- [MATERIAL FOR THIS EXERCISE]:
= Beginning of Section =

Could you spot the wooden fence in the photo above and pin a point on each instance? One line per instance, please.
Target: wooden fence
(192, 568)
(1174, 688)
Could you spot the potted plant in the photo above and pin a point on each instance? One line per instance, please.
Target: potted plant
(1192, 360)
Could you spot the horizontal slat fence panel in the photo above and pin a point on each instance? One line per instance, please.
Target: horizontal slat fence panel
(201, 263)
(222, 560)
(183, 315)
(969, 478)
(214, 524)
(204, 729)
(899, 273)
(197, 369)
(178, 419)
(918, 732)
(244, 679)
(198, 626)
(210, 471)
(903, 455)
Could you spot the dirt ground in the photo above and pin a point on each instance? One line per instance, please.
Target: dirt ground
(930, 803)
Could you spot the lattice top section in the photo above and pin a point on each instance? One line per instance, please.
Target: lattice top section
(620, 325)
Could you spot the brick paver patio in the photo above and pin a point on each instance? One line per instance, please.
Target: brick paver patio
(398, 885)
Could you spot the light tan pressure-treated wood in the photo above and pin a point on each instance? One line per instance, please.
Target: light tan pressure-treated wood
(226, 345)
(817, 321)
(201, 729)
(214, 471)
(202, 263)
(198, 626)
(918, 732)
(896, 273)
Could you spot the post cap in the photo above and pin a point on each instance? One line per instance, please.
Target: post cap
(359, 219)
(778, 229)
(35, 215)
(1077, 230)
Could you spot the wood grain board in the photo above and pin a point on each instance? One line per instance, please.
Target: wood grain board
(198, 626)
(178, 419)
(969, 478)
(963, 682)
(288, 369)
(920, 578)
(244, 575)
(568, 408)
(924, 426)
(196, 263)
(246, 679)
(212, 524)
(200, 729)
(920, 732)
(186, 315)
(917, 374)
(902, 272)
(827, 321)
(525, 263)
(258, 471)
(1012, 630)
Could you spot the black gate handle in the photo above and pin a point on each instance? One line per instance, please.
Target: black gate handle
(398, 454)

= End of Section =

- [PROBLEM REQUIREMENTS]: Provide an exact reproduction of all the entries shown above.

- [RESPONSE FOR THIS EXERCISE]:
Could you spot the wooden fence in the photo above and pin a point on each instance? One line per instance, please.
Target: wooden fence
(192, 568)
(1174, 688)
Could you spot the potted plant in the photo above and pin a point on each instance? One line per instance, please.
Target: potted plant
(1192, 360)
Could you spot the horizontal slat fence panel in the photo above and pin a point on each instance? One line per instance, please.
Target: horizontal slat fence panel
(201, 263)
(222, 560)
(183, 315)
(969, 478)
(214, 524)
(204, 729)
(899, 273)
(197, 369)
(178, 419)
(918, 732)
(244, 679)
(198, 626)
(210, 471)
(903, 455)
Could you spot the dirt ground in the photo above and pin a point on each instance? One line per instance, please.
Target: dirt ground
(930, 803)
Could you spot the lattice top section in the photo above and pin a point on each instance? One line per instance, please.
Target: lattice top section
(620, 325)
Could you spot the brick paver patio in the photo above and pin a point on each instance? One line per instance, please.
Target: brick paver patio
(398, 885)
Could you spot the light tan pressure-treated wood in the photo above and pin a point on each instance? One line per instance, please.
Target: light tan pressure-treated wood
(226, 345)
(817, 321)
(201, 729)
(214, 471)
(202, 263)
(198, 626)
(918, 732)
(896, 273)
Could you spot the post cap in the photo above and pin a point on each instance? One line per instance, please.
Target: post cap
(359, 219)
(778, 229)
(35, 215)
(1077, 230)
Could you spot the wood grain board in the photo above and pin a point on each instance? One line per instance, please.
Target: wood grain board
(198, 626)
(178, 419)
(969, 478)
(963, 682)
(288, 369)
(920, 578)
(244, 575)
(568, 408)
(924, 426)
(196, 263)
(246, 679)
(212, 524)
(200, 729)
(920, 732)
(186, 315)
(917, 374)
(902, 272)
(827, 321)
(525, 263)
(258, 471)
(1012, 630)
Could you spot the black gate handle in the photo above and pin a point on each instance? One line per instance, please.
Target: black gate handle
(398, 454)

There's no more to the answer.